[Position identification records]
● ● ● ●
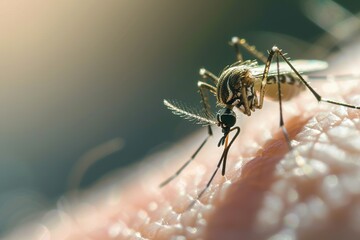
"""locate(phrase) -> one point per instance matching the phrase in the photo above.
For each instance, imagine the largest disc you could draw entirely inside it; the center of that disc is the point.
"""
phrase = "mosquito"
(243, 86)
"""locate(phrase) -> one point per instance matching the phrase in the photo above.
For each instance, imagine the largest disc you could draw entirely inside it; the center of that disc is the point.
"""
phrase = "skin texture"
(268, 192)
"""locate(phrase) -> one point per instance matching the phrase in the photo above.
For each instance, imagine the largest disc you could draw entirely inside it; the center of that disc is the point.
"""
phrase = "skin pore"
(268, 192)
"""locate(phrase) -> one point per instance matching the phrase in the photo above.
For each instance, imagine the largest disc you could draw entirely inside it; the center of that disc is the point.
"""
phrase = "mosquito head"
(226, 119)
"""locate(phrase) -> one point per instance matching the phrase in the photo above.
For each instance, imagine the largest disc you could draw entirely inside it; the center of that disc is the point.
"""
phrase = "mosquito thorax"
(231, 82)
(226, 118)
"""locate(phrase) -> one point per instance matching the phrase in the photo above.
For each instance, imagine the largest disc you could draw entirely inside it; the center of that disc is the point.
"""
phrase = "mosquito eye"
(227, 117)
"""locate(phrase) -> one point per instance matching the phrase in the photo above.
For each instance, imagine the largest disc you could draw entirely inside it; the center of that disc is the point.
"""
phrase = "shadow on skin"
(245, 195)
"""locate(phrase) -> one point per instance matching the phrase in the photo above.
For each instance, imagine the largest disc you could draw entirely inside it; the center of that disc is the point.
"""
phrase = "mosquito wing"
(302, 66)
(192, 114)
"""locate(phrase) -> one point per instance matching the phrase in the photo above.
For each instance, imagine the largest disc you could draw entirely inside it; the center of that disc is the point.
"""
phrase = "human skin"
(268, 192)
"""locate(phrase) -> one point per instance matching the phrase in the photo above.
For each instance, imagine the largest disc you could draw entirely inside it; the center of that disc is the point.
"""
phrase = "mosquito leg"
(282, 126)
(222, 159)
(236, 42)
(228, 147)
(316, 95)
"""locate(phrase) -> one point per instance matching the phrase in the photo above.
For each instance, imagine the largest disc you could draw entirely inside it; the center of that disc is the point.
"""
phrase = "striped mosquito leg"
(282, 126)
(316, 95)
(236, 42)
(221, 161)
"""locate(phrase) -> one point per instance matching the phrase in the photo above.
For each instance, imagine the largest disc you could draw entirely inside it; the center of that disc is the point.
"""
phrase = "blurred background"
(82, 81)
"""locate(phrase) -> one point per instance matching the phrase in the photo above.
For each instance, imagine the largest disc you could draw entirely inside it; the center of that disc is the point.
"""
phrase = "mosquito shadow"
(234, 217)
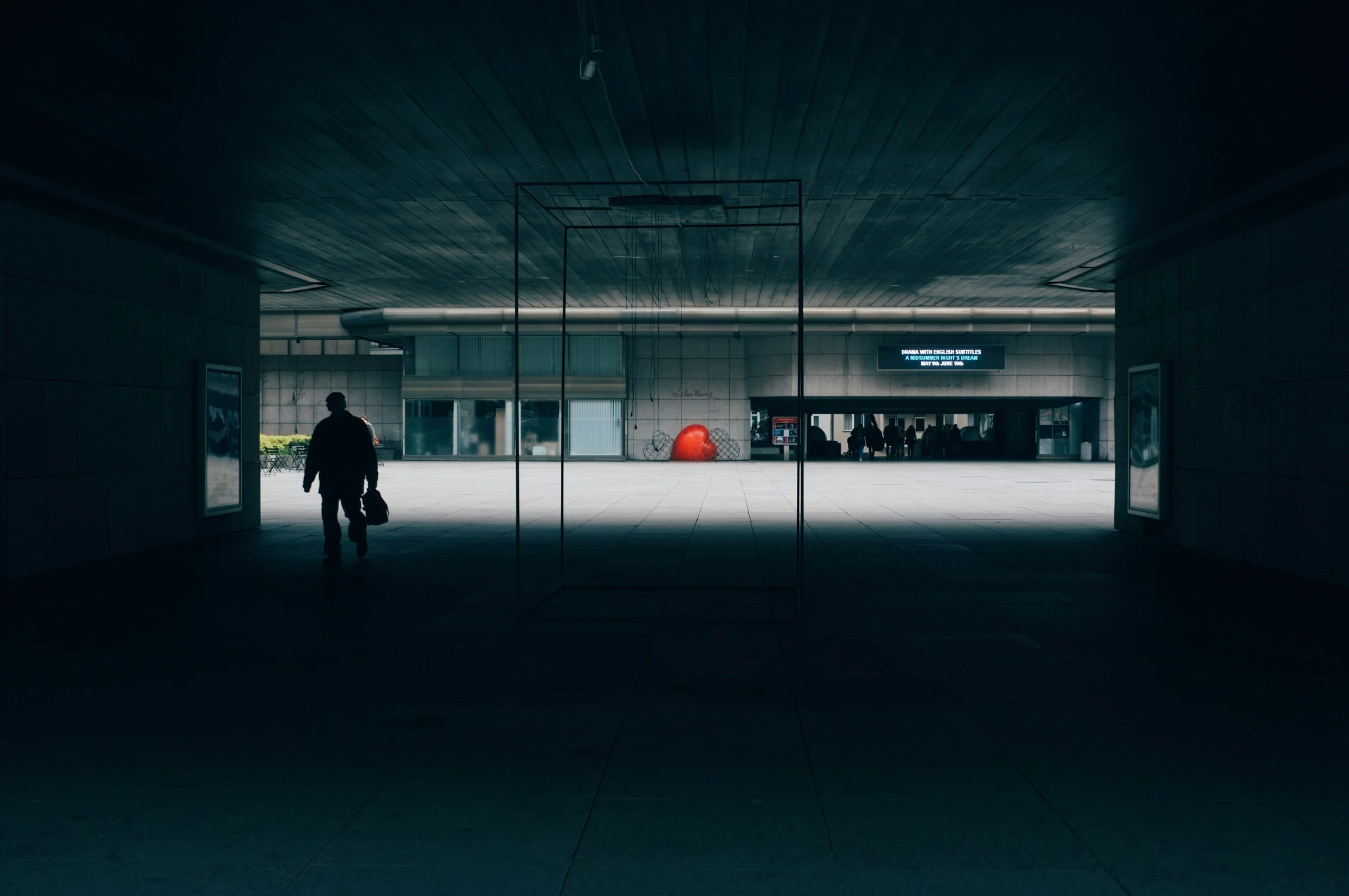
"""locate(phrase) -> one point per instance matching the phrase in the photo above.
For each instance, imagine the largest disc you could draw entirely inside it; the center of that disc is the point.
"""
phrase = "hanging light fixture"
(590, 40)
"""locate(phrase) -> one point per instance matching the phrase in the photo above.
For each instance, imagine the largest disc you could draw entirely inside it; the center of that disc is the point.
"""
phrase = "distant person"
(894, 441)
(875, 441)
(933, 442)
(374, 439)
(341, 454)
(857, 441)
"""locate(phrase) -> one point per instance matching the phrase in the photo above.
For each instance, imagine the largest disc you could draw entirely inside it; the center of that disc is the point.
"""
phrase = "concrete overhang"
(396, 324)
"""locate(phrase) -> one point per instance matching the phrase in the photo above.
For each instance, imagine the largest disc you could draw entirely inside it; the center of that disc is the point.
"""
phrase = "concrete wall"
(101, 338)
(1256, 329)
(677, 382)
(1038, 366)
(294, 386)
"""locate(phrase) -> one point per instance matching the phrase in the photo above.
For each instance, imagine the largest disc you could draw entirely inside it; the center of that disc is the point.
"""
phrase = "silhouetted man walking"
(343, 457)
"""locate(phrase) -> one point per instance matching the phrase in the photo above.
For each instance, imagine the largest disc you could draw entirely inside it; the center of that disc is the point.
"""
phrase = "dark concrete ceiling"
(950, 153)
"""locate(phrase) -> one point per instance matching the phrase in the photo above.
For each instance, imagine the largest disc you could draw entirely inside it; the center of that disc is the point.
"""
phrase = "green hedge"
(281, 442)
● ● ● ●
Instructions for the task
Omit the pictures and reproduce the listing exactly.

Solution to this task
"""locate(phrase) -> one point per instance matching the phrase in the photo above.
For each instance, imagine the largest disc you could draw entirely inside it; the center of that disc is the point.
"""
phrase = "mosquito"
(243, 86)
"""locate(phrase) -> one point per instance matching the phrase in the photo above.
For each instance, imagine the largest disc you could draw entirely inside it; the center of that disc is the point.
"""
phrase = "skin texture"
(268, 192)
"""locate(phrase) -> one point per instance matching the phrase in the photo above.
For each instance, imagine the largest disc you could draw entirely inside it; the center of that disc is the point.
"""
phrase = "skin pore"
(268, 192)
"""locate(phrase) -> one point per instance matching the phrase in the photo above.
For each instance, imagine the largest disc you could draw entirely inside it; the center of that disc is the point.
"""
phrase = "mosquito head"
(226, 119)
"""locate(phrase) -> one point per instance matching the phrase in the photo above.
For each instance, imagine the largest disc you could draw entirely inside it; the center of that disc is the point.
"""
phrase = "mosquito thorax"
(231, 82)
(226, 118)
"""locate(phrase) -> one point per instance matching the phrase in the photo above.
For each instance, imagine the largest disc you could draw entirely inside it; the center of that disc is the point.
"""
phrase = "mosquito eye"
(227, 117)
"""locate(phrase) -> one point per instance matching the phrase in the photo above.
For each instance, imagine the largest disc you could draw entirely inside it; the center of that disc is the point.
"""
phrase = "shadow on skin"
(245, 195)
"""locate(phrase) -> one point per instance matching the phrase in the photo above.
For each instance, imagine the largest disc you could draw entirely inside it; the center of that disc is the point.
"""
phrase = "mosquito wing"
(302, 66)
(192, 114)
"""locate(phrase) -> one point per instance matching the phrase in the photo above.
For each instance, imagine the largest disc you could draw entirely inside it; the center of that disc is the point.
"""
phrase = "human skin"
(268, 192)
"""locate(phrase) -> one point per instance matching the phrase in the photo above.
For each instance, imagine the largest disc you could draw entirely inside it; the center of that disc is the point.
"""
phrase = "mosquito leg"
(282, 126)
(222, 159)
(236, 42)
(228, 147)
(316, 95)
"""locate(phrase) -> one point per instance matching the phrase in the photo above.
For each instance, imagine the largest disc you could draw entirely inside it; the center of that disc is the point.
"""
phrase = "striped mosquito leg"
(282, 126)
(316, 95)
(236, 42)
(221, 161)
"""locate(phrase) -> one point per instance matching the phrase in the photo above.
For each instance, imagine the largest disc you could draw entirely inside it; the center of that disc is the point.
"""
phrase = "blurred background"
(82, 81)
"""locate(phrase) -> one point per instance matching the phrase in the photo above.
For each instance, imagine the largest disc you could draw entirely inside it; the center of that disc is the point.
"""
phrase = "mosquito shadow"
(234, 217)
"""locate(phrase) -> one point per instance matching the phrase in the photo above.
For each instance, imagine the largest disc you could draw entirely inside it; the center of that disc is the point.
"""
phrase = "hanging light fixture"
(590, 40)
"""locate(phrase) -> one point per instance matching the phrase in the photo above.
For each instance, imagine the largest disc you could draw entirely inside it; the center of that disc is the point.
"""
phrase = "distant person"
(894, 441)
(875, 441)
(933, 442)
(374, 439)
(341, 454)
(857, 441)
"""locate(phrase) -> one point per instance matching the phrase in the photo above.
For each instance, imagine the largest disc you could draw entirely inside it; the center of that disc is the point.
"""
phrase = "concrete overhang"
(396, 324)
"""locate(phrase) -> one point per instance matching the phrase in the photo above.
For each instance, imagine the largest disc you could draw entirely inside it; the center of that disc is the point.
"""
phrase = "concrete wall"
(101, 338)
(1256, 329)
(677, 382)
(1038, 366)
(294, 386)
"""locate(phrase) -> one point per instance matching the phrase in the photo above.
For each instance, imagine the largest disc you could draw entirely inside it; the center of that disc is the point.
"""
phrase = "silhouetted man walking"
(343, 457)
"""locate(phrase) -> one point per instance matching the phrase in the photo above.
For each instance, imagine the largest disc you could draw entirely inside it; the center of that disc is the point.
"""
phrase = "dark concrete ceiling"
(950, 153)
"""locate(phrase) -> one point per instance matching the phrase in the photo above.
For each instance, imagine the largest disc you could draw entirely inside it; the center of that disc is the point.
"""
phrase = "green hedge"
(281, 442)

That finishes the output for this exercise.